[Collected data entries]
------------------------
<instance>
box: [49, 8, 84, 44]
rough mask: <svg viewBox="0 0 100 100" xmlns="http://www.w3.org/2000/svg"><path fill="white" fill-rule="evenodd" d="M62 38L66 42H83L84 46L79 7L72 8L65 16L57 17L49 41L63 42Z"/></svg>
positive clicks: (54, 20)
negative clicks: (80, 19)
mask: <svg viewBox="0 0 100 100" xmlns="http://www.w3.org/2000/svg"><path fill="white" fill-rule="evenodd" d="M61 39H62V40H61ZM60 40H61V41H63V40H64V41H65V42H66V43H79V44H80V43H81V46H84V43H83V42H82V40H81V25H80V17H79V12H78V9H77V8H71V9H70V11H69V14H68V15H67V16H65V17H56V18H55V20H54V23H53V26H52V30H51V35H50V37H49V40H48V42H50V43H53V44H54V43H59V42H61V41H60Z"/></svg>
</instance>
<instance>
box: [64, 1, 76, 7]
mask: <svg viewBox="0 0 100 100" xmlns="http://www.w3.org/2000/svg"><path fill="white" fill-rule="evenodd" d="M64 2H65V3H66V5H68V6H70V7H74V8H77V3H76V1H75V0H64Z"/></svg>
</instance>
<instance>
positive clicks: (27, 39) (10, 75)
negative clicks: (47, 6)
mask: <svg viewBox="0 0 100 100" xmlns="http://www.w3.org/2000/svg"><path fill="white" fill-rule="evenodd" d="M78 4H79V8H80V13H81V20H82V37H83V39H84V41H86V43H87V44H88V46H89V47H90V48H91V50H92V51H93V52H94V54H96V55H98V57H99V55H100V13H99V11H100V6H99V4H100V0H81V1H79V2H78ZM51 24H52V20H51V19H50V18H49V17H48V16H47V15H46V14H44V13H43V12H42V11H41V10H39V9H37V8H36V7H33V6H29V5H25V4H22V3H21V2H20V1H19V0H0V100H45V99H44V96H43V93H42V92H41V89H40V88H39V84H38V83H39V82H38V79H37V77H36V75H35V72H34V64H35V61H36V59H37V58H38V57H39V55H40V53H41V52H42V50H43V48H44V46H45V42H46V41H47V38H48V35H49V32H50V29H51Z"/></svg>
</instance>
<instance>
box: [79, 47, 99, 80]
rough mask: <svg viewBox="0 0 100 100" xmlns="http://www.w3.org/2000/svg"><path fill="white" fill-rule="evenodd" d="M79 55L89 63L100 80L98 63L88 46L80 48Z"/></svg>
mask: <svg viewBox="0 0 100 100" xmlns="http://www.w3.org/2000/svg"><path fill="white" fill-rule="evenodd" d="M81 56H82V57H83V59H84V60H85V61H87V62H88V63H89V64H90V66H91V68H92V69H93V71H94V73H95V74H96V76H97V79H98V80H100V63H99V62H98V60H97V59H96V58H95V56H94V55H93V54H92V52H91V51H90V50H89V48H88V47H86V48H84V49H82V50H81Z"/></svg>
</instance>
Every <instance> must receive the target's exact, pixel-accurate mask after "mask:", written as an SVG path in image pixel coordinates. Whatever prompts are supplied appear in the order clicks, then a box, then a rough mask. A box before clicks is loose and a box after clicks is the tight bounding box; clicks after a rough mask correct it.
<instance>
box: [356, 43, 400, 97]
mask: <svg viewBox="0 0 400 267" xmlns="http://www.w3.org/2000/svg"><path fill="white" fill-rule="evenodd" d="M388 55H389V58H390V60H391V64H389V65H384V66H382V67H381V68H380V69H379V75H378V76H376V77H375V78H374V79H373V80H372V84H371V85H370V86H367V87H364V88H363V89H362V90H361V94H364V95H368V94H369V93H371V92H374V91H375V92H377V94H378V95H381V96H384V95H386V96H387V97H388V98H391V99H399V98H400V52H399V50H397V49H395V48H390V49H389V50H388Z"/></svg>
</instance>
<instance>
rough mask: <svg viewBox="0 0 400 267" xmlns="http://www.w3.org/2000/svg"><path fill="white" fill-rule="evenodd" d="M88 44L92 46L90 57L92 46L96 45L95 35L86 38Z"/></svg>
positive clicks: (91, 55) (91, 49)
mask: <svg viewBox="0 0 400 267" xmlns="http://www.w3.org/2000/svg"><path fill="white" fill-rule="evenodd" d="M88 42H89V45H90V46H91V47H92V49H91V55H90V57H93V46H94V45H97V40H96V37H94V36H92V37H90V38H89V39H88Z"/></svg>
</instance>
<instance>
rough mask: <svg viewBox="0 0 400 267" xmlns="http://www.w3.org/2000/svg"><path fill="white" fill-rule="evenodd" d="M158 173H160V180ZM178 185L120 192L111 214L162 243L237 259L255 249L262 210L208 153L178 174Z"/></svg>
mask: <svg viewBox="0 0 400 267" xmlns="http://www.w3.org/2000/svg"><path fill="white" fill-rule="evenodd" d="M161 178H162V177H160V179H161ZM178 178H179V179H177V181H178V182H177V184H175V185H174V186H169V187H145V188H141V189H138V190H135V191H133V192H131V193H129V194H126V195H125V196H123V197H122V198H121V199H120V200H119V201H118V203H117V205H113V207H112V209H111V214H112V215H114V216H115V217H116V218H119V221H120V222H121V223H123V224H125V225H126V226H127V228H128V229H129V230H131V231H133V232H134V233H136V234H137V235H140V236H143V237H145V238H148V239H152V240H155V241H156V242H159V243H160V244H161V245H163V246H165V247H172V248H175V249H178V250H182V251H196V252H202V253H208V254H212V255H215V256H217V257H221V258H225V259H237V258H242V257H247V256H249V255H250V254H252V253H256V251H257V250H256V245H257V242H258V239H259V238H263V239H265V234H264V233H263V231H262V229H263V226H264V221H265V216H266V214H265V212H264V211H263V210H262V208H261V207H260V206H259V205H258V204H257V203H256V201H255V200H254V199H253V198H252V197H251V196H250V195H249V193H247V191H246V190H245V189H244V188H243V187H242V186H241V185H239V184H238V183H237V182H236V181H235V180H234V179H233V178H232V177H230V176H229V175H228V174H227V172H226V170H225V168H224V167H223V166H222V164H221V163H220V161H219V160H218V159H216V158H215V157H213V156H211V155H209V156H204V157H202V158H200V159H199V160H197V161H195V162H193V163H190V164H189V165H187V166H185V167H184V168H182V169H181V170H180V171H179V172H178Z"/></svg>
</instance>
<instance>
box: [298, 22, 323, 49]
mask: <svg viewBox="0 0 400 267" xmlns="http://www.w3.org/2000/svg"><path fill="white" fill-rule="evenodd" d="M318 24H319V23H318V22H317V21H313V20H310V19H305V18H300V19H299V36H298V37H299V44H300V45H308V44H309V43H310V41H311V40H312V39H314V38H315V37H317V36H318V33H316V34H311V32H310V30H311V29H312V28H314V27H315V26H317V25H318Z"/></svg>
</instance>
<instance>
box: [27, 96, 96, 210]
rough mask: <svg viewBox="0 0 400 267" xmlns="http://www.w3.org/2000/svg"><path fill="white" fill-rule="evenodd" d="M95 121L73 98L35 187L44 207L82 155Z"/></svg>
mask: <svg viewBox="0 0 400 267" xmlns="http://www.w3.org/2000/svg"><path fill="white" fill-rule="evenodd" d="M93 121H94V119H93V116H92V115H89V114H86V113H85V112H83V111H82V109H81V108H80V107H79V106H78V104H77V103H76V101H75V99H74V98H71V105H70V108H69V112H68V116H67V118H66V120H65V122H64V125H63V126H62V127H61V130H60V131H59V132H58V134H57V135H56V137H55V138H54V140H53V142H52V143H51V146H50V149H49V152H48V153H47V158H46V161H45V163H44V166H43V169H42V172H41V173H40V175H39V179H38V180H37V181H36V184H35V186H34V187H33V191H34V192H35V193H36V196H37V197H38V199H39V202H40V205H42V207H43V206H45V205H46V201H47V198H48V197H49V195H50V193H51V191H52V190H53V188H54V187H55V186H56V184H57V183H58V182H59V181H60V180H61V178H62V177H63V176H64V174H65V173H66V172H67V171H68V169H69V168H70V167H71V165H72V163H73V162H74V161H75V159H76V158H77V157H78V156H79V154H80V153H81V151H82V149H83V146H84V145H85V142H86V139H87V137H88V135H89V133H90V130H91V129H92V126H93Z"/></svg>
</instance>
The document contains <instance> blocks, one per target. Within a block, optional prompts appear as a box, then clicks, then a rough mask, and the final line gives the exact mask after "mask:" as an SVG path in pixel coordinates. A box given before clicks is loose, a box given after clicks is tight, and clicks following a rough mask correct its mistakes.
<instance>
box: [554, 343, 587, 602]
------------------------
Problem to solve —
If a line of the entries holds the word "prompts", copy it out.

Task response —
Every <instance> must receive the target's exact, pixel-accurate mask after "mask:", written as an SVG path in image pixel coordinates. Whatever prompts are supplied appear in the order clicks, then a box, then a rough mask. A box before clicks is loose and a box after clicks is the tight bounding box; clicks after a rough mask correct it.
The document contains <instance> blocks, one per target. Within a block, optional prompts appear as a box, then clicks, then a rough mask, and the final line gives the exact mask after "mask:" as an SVG path in pixel coordinates. A box given before clicks is loose, a box given after clicks is tight, and clicks following a rough mask correct its mistakes.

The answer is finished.